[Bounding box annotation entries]
-- BEGIN --
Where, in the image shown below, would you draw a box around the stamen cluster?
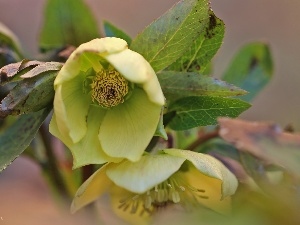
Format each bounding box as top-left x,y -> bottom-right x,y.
91,70 -> 128,108
119,177 -> 208,216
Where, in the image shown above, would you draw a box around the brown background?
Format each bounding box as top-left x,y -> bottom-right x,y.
0,0 -> 300,225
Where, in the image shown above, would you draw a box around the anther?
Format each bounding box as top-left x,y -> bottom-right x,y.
91,70 -> 128,108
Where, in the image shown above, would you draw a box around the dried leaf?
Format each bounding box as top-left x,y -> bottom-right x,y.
218,118 -> 300,176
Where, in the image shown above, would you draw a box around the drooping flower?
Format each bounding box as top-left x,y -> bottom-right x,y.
71,149 -> 238,224
50,38 -> 164,167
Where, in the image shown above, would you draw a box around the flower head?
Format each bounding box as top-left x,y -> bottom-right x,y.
50,38 -> 164,167
71,149 -> 237,224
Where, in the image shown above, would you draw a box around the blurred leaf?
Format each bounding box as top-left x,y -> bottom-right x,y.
158,71 -> 247,101
222,42 -> 273,101
103,21 -> 131,45
219,118 -> 300,176
0,71 -> 57,117
0,22 -> 23,60
168,10 -> 225,74
0,59 -> 63,85
130,0 -> 209,71
39,0 -> 100,50
0,108 -> 50,171
168,96 -> 250,130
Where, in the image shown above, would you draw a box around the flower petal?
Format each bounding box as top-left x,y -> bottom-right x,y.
71,164 -> 112,213
184,165 -> 231,214
164,149 -> 238,198
69,106 -> 122,168
99,88 -> 161,161
106,154 -> 185,193
54,76 -> 91,143
105,49 -> 165,105
54,37 -> 127,86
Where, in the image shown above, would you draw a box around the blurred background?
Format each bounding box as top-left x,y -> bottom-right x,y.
0,0 -> 300,225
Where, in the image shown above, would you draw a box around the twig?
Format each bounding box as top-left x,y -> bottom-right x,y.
39,124 -> 70,199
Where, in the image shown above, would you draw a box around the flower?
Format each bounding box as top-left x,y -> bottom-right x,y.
71,149 -> 238,224
50,38 -> 165,168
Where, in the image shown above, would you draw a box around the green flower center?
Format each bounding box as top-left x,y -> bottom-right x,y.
91,70 -> 128,108
119,176 -> 208,216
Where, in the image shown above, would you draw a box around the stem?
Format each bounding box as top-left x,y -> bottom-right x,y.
39,123 -> 70,199
186,130 -> 219,151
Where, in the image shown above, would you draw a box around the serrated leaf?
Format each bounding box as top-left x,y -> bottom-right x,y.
0,72 -> 57,117
0,22 -> 22,60
222,42 -> 273,101
158,71 -> 247,102
130,0 -> 209,71
168,11 -> 225,74
39,0 -> 100,50
103,21 -> 132,45
0,108 -> 50,172
168,96 -> 250,130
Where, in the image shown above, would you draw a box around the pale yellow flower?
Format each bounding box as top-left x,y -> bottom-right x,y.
71,149 -> 238,224
50,38 -> 164,167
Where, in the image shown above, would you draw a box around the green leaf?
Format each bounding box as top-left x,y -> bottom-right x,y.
154,109 -> 168,140
168,96 -> 250,130
168,11 -> 225,74
222,42 -> 273,101
0,71 -> 58,117
130,0 -> 209,71
218,118 -> 300,177
39,0 -> 99,50
103,21 -> 131,45
0,108 -> 50,172
158,71 -> 247,102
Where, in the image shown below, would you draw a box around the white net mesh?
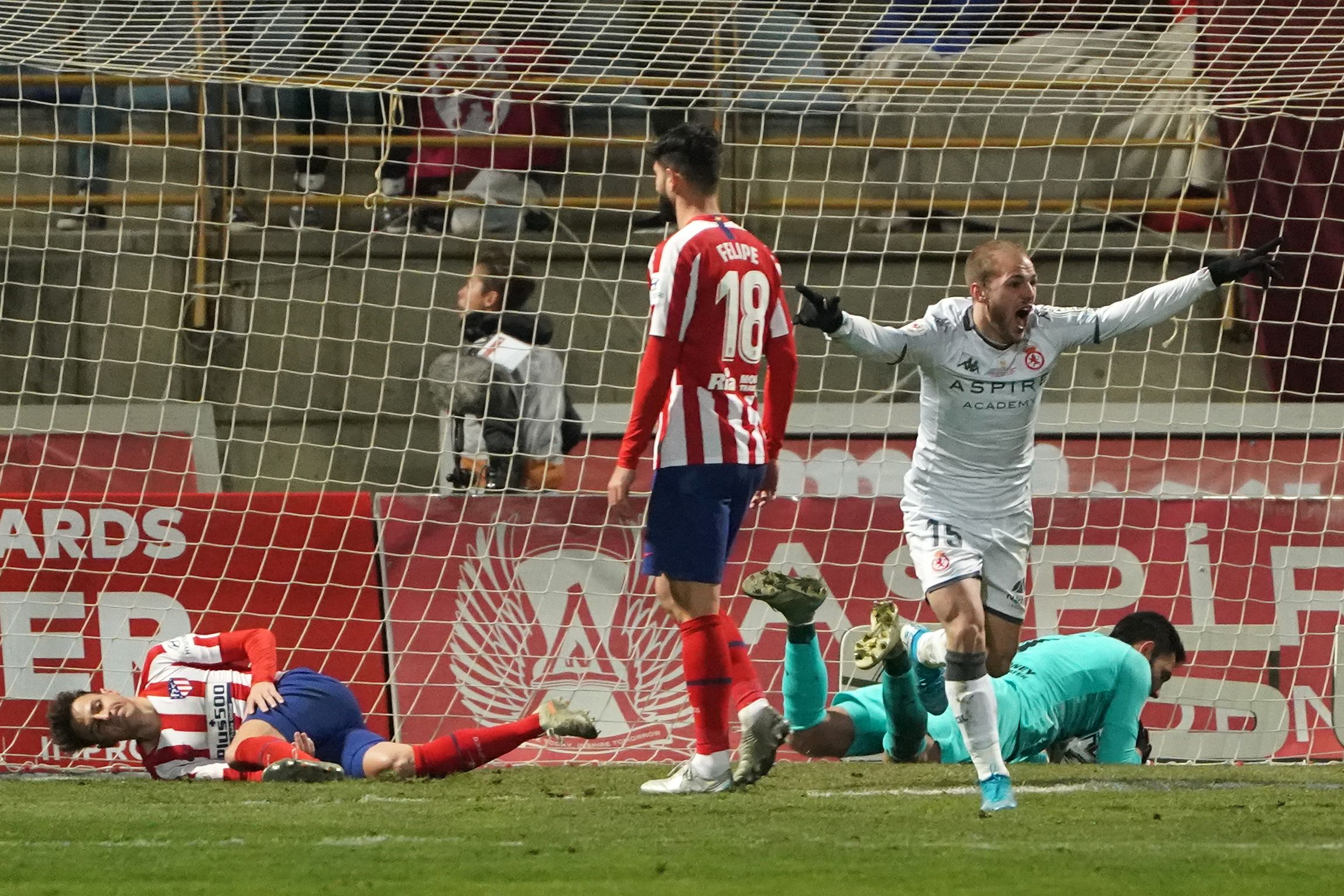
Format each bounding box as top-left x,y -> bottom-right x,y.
0,0 -> 1344,768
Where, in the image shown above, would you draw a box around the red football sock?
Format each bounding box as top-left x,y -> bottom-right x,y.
232,735 -> 317,771
719,613 -> 764,710
681,614 -> 732,755
412,715 -> 546,778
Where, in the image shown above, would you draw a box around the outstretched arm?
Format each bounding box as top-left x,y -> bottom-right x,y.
1078,239 -> 1282,342
793,283 -> 926,364
1097,650 -> 1153,765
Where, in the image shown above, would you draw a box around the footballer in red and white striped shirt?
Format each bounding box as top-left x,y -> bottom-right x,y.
608,123 -> 798,794
47,629 -> 596,782
621,215 -> 794,468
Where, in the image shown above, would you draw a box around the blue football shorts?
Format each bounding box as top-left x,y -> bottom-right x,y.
245,668 -> 387,778
642,464 -> 764,584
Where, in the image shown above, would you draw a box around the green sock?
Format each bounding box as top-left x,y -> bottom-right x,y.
882,651 -> 929,761
784,624 -> 827,731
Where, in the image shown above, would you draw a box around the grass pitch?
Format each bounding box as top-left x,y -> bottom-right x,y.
0,763 -> 1344,896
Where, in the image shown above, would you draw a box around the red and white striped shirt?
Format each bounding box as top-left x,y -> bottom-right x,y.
136,629 -> 276,781
617,215 -> 798,470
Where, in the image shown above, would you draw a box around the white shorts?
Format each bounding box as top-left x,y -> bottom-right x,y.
902,508 -> 1032,622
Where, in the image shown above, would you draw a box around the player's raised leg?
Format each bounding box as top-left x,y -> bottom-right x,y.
900,622 -> 948,716
742,569 -> 827,732
855,602 -> 929,761
927,578 -> 1017,811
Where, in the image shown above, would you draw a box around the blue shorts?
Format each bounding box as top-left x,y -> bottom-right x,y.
642,464 -> 764,584
246,669 -> 387,778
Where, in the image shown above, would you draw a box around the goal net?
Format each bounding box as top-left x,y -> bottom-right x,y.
0,0 -> 1344,771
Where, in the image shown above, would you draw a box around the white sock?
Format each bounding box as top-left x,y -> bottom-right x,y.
691,750 -> 732,779
945,650 -> 1008,781
916,629 -> 948,669
738,697 -> 770,728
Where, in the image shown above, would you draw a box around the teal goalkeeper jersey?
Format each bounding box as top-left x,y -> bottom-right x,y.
1003,631 -> 1153,764
929,631 -> 1153,764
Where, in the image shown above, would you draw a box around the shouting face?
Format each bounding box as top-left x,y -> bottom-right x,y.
971,254 -> 1036,345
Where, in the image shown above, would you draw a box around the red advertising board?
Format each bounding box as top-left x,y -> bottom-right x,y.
0,432 -> 196,495
564,435 -> 1344,497
376,496 -> 1344,761
0,493 -> 390,770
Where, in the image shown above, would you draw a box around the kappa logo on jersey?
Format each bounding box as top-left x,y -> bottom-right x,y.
957,355 -> 980,373
446,525 -> 691,756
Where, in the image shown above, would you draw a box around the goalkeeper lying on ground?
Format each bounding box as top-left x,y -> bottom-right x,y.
47,629 -> 596,782
742,572 -> 1185,763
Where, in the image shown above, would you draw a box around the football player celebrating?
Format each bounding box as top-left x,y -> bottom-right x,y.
608,123 -> 798,794
47,629 -> 596,782
742,572 -> 1185,763
794,241 -> 1278,811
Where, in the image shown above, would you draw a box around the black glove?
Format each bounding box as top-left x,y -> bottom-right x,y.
1208,236 -> 1284,287
793,283 -> 844,333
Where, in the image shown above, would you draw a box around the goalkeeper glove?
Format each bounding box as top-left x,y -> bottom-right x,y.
1207,238 -> 1284,287
1134,723 -> 1153,763
793,283 -> 844,336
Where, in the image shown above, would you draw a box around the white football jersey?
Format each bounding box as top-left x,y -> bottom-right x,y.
831,269 -> 1215,523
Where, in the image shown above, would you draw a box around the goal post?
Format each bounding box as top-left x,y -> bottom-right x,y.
0,0 -> 1344,771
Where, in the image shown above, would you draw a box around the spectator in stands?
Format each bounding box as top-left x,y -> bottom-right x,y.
428,249 -> 583,489
56,77 -> 199,230
380,29 -> 564,236
864,0 -> 1004,53
727,0 -> 845,115
230,3 -> 366,230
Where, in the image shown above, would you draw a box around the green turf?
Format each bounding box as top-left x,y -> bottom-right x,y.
0,763 -> 1344,896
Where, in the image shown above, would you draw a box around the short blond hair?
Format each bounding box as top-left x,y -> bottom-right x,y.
966,239 -> 1030,289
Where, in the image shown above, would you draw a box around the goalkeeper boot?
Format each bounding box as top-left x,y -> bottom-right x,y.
640,759 -> 732,794
980,775 -> 1017,813
536,700 -> 596,740
260,759 -> 345,784
853,600 -> 904,669
732,706 -> 789,787
898,622 -> 948,716
742,569 -> 827,626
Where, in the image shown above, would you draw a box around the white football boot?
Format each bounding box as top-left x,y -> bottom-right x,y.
640,759 -> 732,794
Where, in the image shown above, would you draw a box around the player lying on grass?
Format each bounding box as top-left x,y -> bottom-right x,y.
742,572 -> 1185,763
47,629 -> 596,781
794,241 -> 1280,810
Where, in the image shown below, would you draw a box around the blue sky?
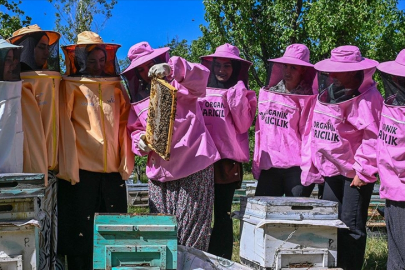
-- END --
• **TASK DIRECTIONS**
Count the lines of the records above that contain the word "lying". Give only the number.

• **WRITTEN RESPONSE**
2